- [SUPPLIED DATA]:
|---|
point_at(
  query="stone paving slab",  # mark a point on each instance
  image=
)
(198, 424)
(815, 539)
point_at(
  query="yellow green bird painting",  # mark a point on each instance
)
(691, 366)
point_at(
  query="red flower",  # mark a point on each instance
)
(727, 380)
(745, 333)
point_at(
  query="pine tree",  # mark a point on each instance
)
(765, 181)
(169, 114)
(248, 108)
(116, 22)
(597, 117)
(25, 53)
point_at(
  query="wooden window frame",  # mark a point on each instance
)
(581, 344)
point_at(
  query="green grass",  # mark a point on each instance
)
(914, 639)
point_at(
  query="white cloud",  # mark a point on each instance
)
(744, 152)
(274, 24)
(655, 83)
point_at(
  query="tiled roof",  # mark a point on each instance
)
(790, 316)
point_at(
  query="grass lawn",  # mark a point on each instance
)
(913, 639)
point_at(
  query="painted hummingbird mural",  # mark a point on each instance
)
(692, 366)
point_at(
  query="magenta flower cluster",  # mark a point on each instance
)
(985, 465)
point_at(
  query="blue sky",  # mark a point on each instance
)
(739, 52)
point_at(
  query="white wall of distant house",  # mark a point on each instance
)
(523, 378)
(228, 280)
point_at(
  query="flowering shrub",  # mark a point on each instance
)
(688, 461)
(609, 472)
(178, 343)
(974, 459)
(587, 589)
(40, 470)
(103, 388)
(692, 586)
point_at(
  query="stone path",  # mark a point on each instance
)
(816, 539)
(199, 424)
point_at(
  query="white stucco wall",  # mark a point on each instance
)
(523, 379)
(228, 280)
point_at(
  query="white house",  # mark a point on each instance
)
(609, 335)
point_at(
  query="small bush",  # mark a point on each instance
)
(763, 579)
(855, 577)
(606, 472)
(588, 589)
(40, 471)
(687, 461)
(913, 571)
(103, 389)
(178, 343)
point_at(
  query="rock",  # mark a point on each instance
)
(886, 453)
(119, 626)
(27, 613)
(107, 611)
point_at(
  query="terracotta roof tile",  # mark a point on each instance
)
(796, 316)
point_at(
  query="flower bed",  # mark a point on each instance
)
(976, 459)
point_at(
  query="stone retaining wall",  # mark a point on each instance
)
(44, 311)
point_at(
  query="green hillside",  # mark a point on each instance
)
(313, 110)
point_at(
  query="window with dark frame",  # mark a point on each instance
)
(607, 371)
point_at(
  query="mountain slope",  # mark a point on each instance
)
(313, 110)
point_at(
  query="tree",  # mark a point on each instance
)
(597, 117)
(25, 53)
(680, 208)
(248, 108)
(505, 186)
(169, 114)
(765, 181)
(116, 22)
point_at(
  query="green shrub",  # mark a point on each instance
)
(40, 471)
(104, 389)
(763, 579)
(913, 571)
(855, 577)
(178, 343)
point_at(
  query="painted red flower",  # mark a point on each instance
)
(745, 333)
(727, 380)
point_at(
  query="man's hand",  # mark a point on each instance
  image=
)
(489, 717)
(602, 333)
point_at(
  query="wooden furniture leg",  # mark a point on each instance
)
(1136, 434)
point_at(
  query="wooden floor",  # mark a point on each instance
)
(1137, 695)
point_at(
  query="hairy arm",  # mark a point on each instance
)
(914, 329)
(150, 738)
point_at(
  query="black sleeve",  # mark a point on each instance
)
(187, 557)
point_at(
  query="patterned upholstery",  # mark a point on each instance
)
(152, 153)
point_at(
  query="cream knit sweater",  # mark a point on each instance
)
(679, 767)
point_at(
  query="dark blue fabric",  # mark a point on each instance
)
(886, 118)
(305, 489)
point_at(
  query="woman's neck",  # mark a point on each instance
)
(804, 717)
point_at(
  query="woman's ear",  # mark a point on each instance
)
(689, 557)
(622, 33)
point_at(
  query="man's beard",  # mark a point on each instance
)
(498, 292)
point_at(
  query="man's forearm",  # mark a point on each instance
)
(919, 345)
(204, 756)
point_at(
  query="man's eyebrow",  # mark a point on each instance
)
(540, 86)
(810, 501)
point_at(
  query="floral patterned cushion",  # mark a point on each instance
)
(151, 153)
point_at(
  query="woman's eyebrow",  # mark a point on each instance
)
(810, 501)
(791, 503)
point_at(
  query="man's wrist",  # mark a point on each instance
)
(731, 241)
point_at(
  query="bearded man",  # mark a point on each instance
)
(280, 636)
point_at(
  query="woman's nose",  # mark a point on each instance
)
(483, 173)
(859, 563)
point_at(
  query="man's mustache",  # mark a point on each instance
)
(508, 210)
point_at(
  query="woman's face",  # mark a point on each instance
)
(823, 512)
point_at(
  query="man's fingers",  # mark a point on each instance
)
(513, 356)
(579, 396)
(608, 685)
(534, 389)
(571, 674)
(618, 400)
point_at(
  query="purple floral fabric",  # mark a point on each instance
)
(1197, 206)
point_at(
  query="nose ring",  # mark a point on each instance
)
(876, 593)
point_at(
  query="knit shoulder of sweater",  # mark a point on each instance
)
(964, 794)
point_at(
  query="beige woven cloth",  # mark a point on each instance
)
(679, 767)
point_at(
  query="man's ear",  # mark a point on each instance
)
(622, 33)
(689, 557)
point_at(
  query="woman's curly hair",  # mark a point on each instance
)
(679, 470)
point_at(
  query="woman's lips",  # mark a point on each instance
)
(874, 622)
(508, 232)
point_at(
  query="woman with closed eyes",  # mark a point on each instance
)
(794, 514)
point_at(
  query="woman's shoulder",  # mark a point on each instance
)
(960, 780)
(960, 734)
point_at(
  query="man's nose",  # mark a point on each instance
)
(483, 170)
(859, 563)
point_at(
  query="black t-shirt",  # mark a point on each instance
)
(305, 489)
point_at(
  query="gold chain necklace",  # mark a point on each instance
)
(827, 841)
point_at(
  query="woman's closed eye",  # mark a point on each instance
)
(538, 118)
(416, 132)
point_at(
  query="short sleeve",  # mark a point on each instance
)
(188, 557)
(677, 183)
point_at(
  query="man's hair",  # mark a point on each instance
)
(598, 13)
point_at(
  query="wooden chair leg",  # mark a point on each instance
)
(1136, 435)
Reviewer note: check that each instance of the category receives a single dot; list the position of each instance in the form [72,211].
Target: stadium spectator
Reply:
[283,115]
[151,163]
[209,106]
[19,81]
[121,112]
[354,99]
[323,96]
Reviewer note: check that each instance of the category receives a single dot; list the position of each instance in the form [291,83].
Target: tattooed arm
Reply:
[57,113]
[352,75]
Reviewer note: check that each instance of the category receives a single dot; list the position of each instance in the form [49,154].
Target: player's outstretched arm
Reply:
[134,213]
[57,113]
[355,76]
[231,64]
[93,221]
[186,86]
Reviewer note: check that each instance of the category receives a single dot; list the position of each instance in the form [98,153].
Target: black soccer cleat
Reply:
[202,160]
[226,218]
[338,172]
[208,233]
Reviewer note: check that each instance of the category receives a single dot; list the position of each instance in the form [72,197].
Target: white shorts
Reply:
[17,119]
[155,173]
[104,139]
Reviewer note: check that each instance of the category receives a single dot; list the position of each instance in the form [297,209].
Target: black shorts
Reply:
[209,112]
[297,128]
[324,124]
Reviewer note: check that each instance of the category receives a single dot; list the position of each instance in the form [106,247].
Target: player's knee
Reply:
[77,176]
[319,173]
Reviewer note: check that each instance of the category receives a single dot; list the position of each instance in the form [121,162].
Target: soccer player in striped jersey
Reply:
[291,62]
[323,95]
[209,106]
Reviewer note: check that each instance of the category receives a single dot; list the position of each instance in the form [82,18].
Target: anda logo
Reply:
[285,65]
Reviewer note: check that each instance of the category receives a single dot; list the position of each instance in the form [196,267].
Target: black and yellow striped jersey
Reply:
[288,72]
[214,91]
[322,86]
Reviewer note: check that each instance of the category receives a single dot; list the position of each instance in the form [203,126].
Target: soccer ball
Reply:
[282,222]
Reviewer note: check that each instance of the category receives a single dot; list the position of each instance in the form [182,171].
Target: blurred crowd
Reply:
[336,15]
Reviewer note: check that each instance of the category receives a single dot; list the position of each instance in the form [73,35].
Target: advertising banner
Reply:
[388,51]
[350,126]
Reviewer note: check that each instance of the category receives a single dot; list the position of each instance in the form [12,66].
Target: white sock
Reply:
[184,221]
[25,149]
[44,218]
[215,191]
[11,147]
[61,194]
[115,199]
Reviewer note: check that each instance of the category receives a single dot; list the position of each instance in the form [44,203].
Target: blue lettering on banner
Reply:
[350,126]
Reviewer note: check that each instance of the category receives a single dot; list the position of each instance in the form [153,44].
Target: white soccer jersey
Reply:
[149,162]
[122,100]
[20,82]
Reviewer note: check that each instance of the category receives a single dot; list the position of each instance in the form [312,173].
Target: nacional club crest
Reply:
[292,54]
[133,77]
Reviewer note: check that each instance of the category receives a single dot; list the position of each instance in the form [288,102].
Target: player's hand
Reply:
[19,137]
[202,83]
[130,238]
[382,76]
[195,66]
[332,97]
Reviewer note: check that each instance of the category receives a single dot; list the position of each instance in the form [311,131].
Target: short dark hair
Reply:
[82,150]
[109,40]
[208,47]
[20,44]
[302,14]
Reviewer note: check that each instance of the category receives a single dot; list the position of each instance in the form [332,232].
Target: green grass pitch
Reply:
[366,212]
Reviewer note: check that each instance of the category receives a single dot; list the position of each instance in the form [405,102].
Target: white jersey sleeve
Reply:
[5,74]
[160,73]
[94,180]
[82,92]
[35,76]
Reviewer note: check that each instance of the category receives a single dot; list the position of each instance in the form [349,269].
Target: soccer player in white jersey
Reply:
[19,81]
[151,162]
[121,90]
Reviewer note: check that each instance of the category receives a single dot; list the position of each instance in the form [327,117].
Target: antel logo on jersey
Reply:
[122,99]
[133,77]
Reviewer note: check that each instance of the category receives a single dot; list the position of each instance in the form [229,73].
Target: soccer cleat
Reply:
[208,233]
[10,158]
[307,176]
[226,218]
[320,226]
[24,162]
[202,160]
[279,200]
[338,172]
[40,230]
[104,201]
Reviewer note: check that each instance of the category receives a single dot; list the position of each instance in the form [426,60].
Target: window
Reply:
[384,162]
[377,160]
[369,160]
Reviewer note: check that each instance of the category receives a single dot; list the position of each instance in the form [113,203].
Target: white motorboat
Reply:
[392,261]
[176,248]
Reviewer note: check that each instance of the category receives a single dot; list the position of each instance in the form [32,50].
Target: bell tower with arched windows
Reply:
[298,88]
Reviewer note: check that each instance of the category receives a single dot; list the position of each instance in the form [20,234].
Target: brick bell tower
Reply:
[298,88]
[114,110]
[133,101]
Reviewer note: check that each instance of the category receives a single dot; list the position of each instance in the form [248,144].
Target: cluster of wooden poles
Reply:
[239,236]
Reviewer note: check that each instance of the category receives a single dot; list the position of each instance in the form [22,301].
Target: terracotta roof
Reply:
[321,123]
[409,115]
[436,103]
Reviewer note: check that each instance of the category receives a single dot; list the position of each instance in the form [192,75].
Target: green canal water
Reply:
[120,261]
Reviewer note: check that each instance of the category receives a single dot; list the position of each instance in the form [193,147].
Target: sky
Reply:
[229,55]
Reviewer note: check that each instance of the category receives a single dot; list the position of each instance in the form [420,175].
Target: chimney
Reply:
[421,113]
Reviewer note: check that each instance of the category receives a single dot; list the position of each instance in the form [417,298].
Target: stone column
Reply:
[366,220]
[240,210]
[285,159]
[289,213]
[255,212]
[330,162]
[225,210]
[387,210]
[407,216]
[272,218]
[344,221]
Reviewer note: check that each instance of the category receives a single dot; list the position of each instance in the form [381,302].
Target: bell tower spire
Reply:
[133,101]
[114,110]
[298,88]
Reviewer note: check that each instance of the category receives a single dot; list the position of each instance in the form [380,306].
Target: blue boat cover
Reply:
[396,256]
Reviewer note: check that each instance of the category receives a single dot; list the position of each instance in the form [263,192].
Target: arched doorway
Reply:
|---|
- [ABOUT THIS EXERCISE]: Your response should be each line that includes the word "shoulder", copied from the records.

- [WRITTEN REPLY]:
  query="knit shoulder of sweater",  # mark a point on each instance
  query="woman's shoulder",  # mark a point on each instance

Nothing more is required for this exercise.